▶ _Task directions_: Copy out the listing below without any changes, from its first line through the line containing "rough mask: <svg", including that line.

▶ _Dataset records_:
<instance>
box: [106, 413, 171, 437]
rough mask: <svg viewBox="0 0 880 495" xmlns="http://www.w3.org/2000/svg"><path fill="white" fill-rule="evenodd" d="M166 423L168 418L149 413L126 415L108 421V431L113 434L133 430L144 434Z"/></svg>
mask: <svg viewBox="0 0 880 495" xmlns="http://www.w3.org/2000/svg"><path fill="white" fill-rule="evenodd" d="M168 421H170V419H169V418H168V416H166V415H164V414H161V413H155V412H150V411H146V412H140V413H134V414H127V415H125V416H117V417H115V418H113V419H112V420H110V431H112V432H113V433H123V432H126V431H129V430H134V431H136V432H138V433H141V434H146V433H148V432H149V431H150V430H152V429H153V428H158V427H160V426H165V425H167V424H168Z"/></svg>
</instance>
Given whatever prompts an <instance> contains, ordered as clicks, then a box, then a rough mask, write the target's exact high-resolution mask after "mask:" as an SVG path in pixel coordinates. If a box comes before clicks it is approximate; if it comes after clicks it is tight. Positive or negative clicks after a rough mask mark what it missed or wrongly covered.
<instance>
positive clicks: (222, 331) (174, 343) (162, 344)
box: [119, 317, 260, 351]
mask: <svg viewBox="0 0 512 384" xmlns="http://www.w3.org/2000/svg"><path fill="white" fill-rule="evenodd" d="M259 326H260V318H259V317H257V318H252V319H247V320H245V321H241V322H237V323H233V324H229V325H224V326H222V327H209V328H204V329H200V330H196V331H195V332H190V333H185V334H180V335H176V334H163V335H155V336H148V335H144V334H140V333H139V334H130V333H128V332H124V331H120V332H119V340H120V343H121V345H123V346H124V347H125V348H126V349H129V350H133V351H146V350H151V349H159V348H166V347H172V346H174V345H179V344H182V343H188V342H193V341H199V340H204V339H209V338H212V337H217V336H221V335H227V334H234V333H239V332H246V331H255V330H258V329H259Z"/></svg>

▶ _Your response_:
<instance>
box: [106, 413, 171, 437]
rough mask: <svg viewBox="0 0 880 495" xmlns="http://www.w3.org/2000/svg"><path fill="white" fill-rule="evenodd" d="M166 423L168 418L149 413L126 415L108 421V431L113 434L133 430L144 434Z"/></svg>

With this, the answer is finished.